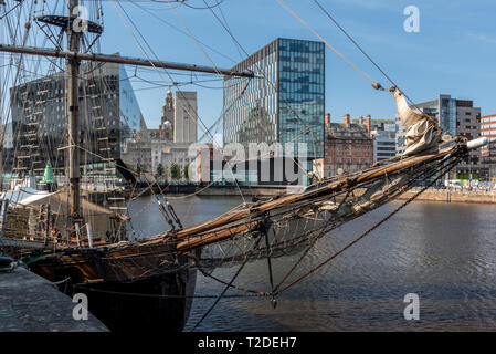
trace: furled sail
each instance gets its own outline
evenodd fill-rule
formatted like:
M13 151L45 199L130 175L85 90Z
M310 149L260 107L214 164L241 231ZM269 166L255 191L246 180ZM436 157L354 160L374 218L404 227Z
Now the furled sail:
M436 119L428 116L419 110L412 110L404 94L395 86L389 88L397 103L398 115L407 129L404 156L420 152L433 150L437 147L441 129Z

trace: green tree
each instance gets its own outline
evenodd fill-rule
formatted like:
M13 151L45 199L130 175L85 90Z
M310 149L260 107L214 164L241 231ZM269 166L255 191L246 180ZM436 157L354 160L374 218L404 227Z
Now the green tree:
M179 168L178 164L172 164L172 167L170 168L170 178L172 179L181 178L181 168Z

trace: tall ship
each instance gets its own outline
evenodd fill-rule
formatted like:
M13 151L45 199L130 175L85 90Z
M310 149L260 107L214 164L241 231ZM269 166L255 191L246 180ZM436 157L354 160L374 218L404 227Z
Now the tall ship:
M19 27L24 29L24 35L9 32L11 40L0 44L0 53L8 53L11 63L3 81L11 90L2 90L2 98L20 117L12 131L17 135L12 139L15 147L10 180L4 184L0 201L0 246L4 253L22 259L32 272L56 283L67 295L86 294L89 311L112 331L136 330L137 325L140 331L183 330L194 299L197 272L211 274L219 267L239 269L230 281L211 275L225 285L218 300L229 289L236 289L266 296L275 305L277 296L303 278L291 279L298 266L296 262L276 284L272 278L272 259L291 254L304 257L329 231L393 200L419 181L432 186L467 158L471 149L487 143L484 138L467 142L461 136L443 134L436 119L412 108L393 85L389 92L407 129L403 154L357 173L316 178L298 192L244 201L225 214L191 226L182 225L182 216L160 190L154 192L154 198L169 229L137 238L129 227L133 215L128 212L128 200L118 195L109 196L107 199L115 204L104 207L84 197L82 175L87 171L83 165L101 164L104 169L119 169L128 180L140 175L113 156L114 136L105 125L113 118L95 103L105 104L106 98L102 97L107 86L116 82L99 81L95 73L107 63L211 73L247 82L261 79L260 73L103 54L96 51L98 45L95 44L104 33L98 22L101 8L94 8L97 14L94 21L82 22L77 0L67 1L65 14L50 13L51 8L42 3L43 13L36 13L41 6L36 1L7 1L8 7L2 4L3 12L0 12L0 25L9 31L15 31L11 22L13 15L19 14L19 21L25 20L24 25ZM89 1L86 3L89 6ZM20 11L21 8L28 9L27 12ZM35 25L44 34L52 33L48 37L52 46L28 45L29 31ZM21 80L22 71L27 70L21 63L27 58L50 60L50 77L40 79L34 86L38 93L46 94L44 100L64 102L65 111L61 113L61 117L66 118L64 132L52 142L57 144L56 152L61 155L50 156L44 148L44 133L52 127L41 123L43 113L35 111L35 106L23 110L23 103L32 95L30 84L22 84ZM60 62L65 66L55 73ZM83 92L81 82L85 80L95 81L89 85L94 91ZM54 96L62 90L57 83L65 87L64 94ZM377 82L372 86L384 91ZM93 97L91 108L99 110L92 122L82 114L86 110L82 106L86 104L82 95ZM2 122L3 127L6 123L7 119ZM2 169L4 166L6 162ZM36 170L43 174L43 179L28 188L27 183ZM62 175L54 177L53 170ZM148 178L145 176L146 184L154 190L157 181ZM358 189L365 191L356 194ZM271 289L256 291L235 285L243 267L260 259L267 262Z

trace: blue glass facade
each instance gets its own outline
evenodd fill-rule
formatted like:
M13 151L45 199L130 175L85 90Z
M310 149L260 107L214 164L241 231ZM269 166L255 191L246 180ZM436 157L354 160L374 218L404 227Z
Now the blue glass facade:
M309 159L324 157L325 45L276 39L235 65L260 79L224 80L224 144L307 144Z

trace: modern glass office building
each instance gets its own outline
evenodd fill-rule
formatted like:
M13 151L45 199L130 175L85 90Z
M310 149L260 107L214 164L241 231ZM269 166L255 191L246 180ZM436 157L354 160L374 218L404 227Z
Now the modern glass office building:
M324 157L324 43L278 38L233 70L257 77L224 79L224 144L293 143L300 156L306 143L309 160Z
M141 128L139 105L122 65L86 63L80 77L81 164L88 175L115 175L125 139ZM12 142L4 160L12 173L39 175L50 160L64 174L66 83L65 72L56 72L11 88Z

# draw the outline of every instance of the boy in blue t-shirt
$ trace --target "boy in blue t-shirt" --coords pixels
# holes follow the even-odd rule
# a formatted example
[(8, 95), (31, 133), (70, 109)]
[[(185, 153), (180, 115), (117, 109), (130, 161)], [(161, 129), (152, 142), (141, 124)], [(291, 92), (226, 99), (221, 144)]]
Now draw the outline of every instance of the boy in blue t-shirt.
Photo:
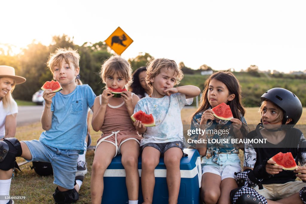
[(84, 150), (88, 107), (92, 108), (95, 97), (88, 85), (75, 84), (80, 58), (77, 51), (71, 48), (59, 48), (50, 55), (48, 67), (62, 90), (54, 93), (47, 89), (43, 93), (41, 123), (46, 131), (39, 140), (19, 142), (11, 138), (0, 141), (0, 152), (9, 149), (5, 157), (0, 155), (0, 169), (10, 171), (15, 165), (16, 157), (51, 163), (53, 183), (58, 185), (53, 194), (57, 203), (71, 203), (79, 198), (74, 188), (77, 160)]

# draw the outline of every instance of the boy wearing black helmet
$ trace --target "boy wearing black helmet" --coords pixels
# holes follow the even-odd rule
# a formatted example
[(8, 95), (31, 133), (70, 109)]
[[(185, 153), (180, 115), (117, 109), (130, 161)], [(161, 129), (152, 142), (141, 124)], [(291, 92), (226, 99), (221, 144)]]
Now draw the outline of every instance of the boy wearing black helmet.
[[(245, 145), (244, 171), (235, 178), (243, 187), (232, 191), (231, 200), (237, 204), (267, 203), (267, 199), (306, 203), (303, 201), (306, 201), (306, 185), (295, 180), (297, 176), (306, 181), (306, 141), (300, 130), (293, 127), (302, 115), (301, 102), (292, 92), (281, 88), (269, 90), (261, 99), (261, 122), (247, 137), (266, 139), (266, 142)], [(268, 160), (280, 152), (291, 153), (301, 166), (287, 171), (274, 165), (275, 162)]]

=-=-=

*SET TASK*
Copy the lines from the one containing "# draw the outline of every instance of the boy wearing" through the end of the records, both ends included, with no changes.

*SOLUTION TO THE EXERCISE*
# draw the outline of every instance of the boy wearing black helmet
$ trace --target "boy wearing black helmet" --coords pixels
# holes follow the even-odd rule
# a formatted example
[(8, 95), (31, 133), (70, 109)]
[[(185, 153), (180, 115), (117, 109), (130, 161)], [(161, 129), (152, 142), (141, 124)], [(291, 92), (226, 99), (221, 144)]]
Now draw the outline of every instance of the boy wearing black helmet.
[[(245, 145), (244, 171), (235, 178), (243, 187), (232, 191), (231, 200), (237, 204), (267, 203), (267, 199), (306, 203), (303, 201), (306, 201), (306, 185), (295, 180), (297, 176), (306, 181), (306, 141), (300, 130), (293, 127), (302, 115), (301, 102), (292, 92), (281, 88), (269, 90), (261, 99), (261, 122), (247, 137), (266, 139), (266, 142)], [(268, 160), (280, 152), (291, 153), (301, 166), (287, 171), (274, 165), (275, 162)]]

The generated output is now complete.